=== REQUEST ===
Reproduce every line of the records below verbatim, omitting the pictures from your output.

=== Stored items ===
#####
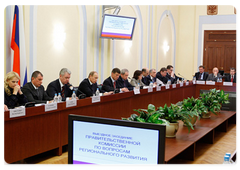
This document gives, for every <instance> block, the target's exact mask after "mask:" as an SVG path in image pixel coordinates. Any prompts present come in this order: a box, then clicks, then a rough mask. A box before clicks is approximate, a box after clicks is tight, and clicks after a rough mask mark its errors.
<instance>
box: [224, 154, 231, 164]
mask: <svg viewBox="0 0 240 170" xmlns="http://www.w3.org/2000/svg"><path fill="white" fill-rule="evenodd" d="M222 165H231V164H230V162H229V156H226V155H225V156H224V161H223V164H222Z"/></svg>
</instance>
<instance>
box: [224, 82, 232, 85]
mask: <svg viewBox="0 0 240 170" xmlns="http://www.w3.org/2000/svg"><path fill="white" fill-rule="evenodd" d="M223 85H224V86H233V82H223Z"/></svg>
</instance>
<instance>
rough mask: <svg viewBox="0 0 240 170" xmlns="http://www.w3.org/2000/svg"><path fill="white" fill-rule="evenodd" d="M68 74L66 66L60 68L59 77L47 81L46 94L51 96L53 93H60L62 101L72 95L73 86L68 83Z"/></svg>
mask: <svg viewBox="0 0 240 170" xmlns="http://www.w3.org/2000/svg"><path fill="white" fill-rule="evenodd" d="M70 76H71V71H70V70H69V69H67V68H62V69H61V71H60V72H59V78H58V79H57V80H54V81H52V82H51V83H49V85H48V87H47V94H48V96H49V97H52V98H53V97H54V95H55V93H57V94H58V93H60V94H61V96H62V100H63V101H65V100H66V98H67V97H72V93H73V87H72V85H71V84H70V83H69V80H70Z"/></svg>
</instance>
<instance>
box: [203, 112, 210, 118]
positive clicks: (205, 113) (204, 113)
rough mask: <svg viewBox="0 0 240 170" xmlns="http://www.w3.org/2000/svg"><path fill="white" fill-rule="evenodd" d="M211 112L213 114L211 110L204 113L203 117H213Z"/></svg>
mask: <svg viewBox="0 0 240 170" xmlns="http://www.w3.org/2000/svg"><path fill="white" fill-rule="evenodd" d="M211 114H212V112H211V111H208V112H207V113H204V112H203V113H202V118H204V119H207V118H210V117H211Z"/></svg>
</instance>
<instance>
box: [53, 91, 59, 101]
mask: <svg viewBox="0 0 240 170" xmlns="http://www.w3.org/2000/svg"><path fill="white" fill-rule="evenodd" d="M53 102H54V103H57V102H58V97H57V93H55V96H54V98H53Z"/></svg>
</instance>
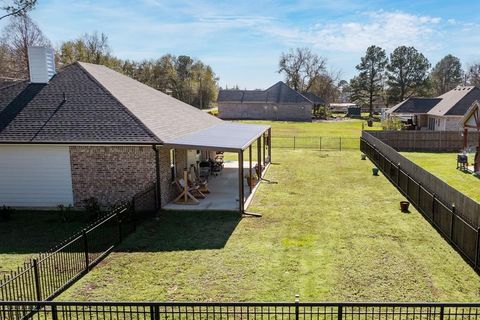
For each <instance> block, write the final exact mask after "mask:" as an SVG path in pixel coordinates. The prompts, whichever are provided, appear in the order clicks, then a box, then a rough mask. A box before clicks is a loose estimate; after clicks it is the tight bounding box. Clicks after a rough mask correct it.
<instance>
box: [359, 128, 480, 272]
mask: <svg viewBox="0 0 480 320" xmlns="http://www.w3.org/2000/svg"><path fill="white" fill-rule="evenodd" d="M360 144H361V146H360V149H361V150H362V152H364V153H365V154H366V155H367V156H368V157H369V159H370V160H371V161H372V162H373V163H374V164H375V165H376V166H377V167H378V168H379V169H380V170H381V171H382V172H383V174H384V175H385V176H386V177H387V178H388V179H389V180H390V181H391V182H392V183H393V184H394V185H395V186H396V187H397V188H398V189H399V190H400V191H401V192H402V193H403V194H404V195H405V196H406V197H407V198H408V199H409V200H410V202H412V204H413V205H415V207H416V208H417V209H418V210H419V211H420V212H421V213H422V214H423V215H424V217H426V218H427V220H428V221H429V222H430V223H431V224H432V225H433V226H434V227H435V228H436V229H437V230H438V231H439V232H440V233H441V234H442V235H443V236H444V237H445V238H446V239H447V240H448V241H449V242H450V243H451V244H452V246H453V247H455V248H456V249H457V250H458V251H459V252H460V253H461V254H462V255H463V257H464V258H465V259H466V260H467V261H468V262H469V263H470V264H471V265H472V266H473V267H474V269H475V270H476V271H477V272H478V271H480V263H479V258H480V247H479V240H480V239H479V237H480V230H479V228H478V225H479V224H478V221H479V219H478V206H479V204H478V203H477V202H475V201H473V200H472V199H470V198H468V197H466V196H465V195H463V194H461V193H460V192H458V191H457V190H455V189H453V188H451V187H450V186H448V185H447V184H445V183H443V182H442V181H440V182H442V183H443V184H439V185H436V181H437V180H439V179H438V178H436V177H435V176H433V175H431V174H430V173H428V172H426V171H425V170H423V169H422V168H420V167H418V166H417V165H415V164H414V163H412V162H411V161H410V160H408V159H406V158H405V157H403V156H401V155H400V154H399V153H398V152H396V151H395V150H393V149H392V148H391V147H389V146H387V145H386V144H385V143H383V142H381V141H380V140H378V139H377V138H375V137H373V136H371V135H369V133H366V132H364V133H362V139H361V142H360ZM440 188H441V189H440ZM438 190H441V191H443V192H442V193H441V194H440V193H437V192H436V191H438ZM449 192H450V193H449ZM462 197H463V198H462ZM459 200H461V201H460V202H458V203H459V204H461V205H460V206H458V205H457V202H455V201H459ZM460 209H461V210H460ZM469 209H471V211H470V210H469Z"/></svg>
#####
=== COMPLETED EXERCISE ===
This document gives, for every <instance> block, the target's exact mask after "mask:" as an SVG path in image pixel coordinates. Any prompts present come in this order: a box, then clicks, then a rough mask. A box before clicks is approximate, a box after clicks is tight, and clicks after a rough mask mark its errors.
<instance>
box: [224, 154, 231, 164]
mask: <svg viewBox="0 0 240 170" xmlns="http://www.w3.org/2000/svg"><path fill="white" fill-rule="evenodd" d="M222 165H231V164H230V162H229V156H226V155H225V156H224V161H223V164H222Z"/></svg>
</instance>
<instance>
box: [224, 82, 232, 85]
mask: <svg viewBox="0 0 240 170" xmlns="http://www.w3.org/2000/svg"><path fill="white" fill-rule="evenodd" d="M223 85H224V86H233V82H223Z"/></svg>
</instance>
<instance>
rough mask: <svg viewBox="0 0 240 170" xmlns="http://www.w3.org/2000/svg"><path fill="white" fill-rule="evenodd" d="M68 74L66 66L60 68L59 77L47 81L46 94L51 96L53 93H60L62 101L72 95L73 86L68 83Z"/></svg>
mask: <svg viewBox="0 0 240 170" xmlns="http://www.w3.org/2000/svg"><path fill="white" fill-rule="evenodd" d="M70 76H71V71H70V70H69V69H67V68H62V69H61V71H60V72H59V78H58V79H57V80H54V81H52V82H51V83H49V85H48V87H47V94H48V96H49V97H52V98H53V97H54V95H55V93H57V94H58V93H60V94H61V96H62V100H63V101H65V100H66V98H67V97H72V93H73V87H72V85H71V84H70V83H69V80H70Z"/></svg>
</instance>
<instance>
box: [203, 112, 210, 118]
positive clicks: (205, 113) (204, 113)
rough mask: <svg viewBox="0 0 240 170" xmlns="http://www.w3.org/2000/svg"><path fill="white" fill-rule="evenodd" d="M211 112L213 114L211 110L204 113L203 117H213Z"/></svg>
mask: <svg viewBox="0 0 240 170" xmlns="http://www.w3.org/2000/svg"><path fill="white" fill-rule="evenodd" d="M211 114H212V112H211V111H208V112H207V113H204V112H203V113H202V118H204V119H207V118H210V117H211Z"/></svg>
</instance>
<instance>
box: [53, 91, 59, 101]
mask: <svg viewBox="0 0 240 170" xmlns="http://www.w3.org/2000/svg"><path fill="white" fill-rule="evenodd" d="M53 102H54V103H57V102H58V97H57V93H55V96H54V98H53Z"/></svg>
</instance>
For each <instance> block, write the final exact mask after "mask:" as an SVG path in pixel coordinates. The prompts, whichever are provided, appear in the order clicks, then a box, then a rough mask. A box before clicks is a loose estimate; after clicks it is the tight bounding box. Clicks after a rough mask correct it.
<instance>
box: [359, 128, 480, 272]
mask: <svg viewBox="0 0 480 320" xmlns="http://www.w3.org/2000/svg"><path fill="white" fill-rule="evenodd" d="M360 144H361V146H360V149H361V150H362V152H364V153H365V154H366V155H367V156H368V157H369V159H370V160H371V161H372V162H373V163H374V164H375V165H376V166H377V167H378V168H379V169H380V170H381V171H382V172H383V174H384V175H385V176H386V177H387V178H388V179H389V180H390V181H391V182H392V183H393V184H394V185H395V186H396V187H397V188H398V189H399V190H400V191H401V192H402V193H403V194H404V195H405V196H406V197H407V198H408V199H409V200H410V202H412V204H413V205H415V207H416V208H417V209H418V210H419V211H420V212H421V213H422V214H423V215H424V217H426V218H427V220H428V221H429V222H430V223H431V224H432V225H433V226H434V227H435V228H436V229H437V230H438V231H439V232H440V233H441V234H442V235H443V236H444V237H445V238H446V239H447V240H448V241H449V242H450V243H451V244H452V246H453V247H455V248H456V249H457V250H458V251H459V252H460V253H461V254H462V255H463V257H464V258H465V259H466V260H467V261H468V262H469V263H470V264H471V265H472V266H473V267H474V269H475V270H476V271H477V272H478V271H480V263H479V258H480V247H479V240H480V239H479V237H480V230H479V228H478V225H479V224H478V221H479V219H478V206H479V204H478V203H477V202H475V201H473V200H472V199H470V198H468V197H466V196H465V195H463V194H461V193H460V192H458V191H457V190H455V189H453V188H451V187H450V186H448V185H447V184H445V183H443V182H442V181H440V182H442V183H443V184H439V185H436V181H437V180H439V179H438V178H436V177H435V176H433V175H431V174H430V173H428V172H426V171H425V170H423V169H422V168H420V167H418V166H417V165H415V164H414V163H412V162H411V161H410V160H408V159H406V158H405V157H403V156H401V155H400V154H399V153H398V152H396V151H395V150H393V149H392V148H391V147H389V146H387V145H386V144H385V143H383V142H381V141H380V140H378V139H377V138H375V137H373V136H371V135H369V133H366V132H364V133H362V139H361V142H360ZM440 188H441V189H440ZM438 190H441V191H443V192H442V193H441V194H440V193H437V192H436V191H438ZM449 192H450V193H449ZM462 197H463V198H462ZM459 200H461V201H460V202H458V203H459V204H461V205H460V206H458V205H457V202H455V201H459ZM460 209H461V210H460ZM469 209H471V211H470V210H469Z"/></svg>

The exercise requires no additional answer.